> WHAT THE EXERCISE ASKS: Rewrite the rows below, replacing every "photograph" with "image" and keeping all other text unchanged.

> INFORMATION SUPPLIED:
··········
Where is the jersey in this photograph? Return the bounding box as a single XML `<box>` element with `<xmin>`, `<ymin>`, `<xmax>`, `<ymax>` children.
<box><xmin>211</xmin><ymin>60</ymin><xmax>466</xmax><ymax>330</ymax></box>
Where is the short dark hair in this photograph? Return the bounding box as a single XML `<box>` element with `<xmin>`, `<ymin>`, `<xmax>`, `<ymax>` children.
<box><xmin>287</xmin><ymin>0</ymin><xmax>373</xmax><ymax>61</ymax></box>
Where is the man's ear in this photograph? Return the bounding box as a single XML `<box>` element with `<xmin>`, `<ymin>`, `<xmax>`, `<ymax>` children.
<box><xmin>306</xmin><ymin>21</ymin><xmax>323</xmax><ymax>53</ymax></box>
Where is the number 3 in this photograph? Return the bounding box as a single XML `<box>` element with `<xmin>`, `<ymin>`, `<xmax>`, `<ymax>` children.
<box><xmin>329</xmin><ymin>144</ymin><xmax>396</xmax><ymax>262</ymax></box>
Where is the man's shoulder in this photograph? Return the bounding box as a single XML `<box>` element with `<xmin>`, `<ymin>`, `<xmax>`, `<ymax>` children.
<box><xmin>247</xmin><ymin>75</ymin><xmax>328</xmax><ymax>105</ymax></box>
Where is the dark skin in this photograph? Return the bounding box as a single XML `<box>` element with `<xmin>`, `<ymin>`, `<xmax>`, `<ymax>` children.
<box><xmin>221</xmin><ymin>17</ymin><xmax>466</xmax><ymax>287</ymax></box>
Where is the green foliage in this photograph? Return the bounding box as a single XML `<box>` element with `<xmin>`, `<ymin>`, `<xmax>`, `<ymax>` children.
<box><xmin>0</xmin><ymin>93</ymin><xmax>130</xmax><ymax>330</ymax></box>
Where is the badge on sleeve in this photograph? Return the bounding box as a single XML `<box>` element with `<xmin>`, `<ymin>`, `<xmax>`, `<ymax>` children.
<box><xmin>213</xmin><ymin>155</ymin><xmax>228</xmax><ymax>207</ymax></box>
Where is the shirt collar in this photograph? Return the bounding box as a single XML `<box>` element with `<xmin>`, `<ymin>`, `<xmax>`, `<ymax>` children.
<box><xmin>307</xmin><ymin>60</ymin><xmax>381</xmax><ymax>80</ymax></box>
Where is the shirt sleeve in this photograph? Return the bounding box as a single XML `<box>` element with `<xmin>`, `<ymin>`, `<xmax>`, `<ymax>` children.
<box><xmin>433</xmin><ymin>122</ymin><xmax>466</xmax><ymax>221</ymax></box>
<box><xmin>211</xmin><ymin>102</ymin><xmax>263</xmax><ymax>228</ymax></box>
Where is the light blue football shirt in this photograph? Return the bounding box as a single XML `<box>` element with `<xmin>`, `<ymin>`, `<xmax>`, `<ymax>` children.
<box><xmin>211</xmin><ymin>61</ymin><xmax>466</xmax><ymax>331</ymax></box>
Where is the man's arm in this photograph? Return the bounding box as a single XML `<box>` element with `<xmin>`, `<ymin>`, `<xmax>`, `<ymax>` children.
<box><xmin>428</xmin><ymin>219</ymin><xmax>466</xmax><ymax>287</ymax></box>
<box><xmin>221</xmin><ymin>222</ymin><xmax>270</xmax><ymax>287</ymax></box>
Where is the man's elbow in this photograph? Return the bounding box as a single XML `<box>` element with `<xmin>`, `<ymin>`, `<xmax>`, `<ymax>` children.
··········
> CORRECT RESULT:
Where is the jersey in this image? Return the bounding box as a single XML `<box>` element with `<xmin>`, `<ymin>`, `<xmax>`, `<ymax>` children.
<box><xmin>211</xmin><ymin>60</ymin><xmax>466</xmax><ymax>330</ymax></box>
Where is the short dark hair in this image? Return the bounding box as a single XML `<box>` element with `<xmin>`, `<ymin>`, `<xmax>`, `<ymax>` children.
<box><xmin>287</xmin><ymin>0</ymin><xmax>373</xmax><ymax>61</ymax></box>
Where is the man's ear in this image? Return the bounding box as a single XML `<box>` element with `<xmin>`, `<ymin>`, `<xmax>`, `<ymax>` children.
<box><xmin>306</xmin><ymin>21</ymin><xmax>323</xmax><ymax>53</ymax></box>
Where is the number 3 in this image? Return the bounding box as a single XML `<box>` element with `<xmin>`, `<ymin>`, `<xmax>`, `<ymax>` children.
<box><xmin>329</xmin><ymin>144</ymin><xmax>396</xmax><ymax>262</ymax></box>
Where is the man's shoulder in this image? Return the bounding box as a single XML `<box>` element with `<xmin>`, `<ymin>`, `<xmax>`, `<ymax>` children.
<box><xmin>247</xmin><ymin>75</ymin><xmax>328</xmax><ymax>105</ymax></box>
Where is the dark skin in this image? Return the bounding box as a single XML `<box>` element with `<xmin>`, `<ymin>`, `<xmax>`, `<ymax>` children.
<box><xmin>221</xmin><ymin>17</ymin><xmax>466</xmax><ymax>287</ymax></box>
Where is the green foliage in this image? Return the bounding box as a single XML `<box>` element with `<xmin>`, `<ymin>`, `<xmax>`, `<ymax>` children.
<box><xmin>0</xmin><ymin>93</ymin><xmax>130</xmax><ymax>330</ymax></box>
Where is the badge on sleeve in this image? Return the bounding box as a single XML `<box>` element with `<xmin>`, `<ymin>`, `<xmax>`, `<ymax>` children.
<box><xmin>213</xmin><ymin>155</ymin><xmax>228</xmax><ymax>207</ymax></box>
Where is the shirt collar in this image? Return the bounding box as a single XML `<box>` element with `<xmin>`, `<ymin>`, `<xmax>`, `<ymax>` children.
<box><xmin>307</xmin><ymin>60</ymin><xmax>381</xmax><ymax>80</ymax></box>
Where is the shirt sleeve in this image? Return the bounding box as a single XML `<box>` element with `<xmin>`, `<ymin>`, `<xmax>`, `<ymax>` children.
<box><xmin>433</xmin><ymin>122</ymin><xmax>466</xmax><ymax>221</ymax></box>
<box><xmin>211</xmin><ymin>102</ymin><xmax>263</xmax><ymax>228</ymax></box>
Where is the light blue football shirt in this image? Return the bounding box as a single XML `<box>` element with `<xmin>`, `<ymin>`, `<xmax>`, `<ymax>` children.
<box><xmin>211</xmin><ymin>61</ymin><xmax>466</xmax><ymax>331</ymax></box>
Where is the man's arm in this image? Return the bounding box as a single XML `<box>` element with `<xmin>`, `<ymin>`, `<xmax>`, `<ymax>` children.
<box><xmin>428</xmin><ymin>219</ymin><xmax>466</xmax><ymax>287</ymax></box>
<box><xmin>221</xmin><ymin>222</ymin><xmax>270</xmax><ymax>287</ymax></box>
Where is the man's elbow in this image? Return the bounding box as a single XML `<box>` element with `<xmin>`, `<ymin>`, `<xmax>`, `<ymax>` children.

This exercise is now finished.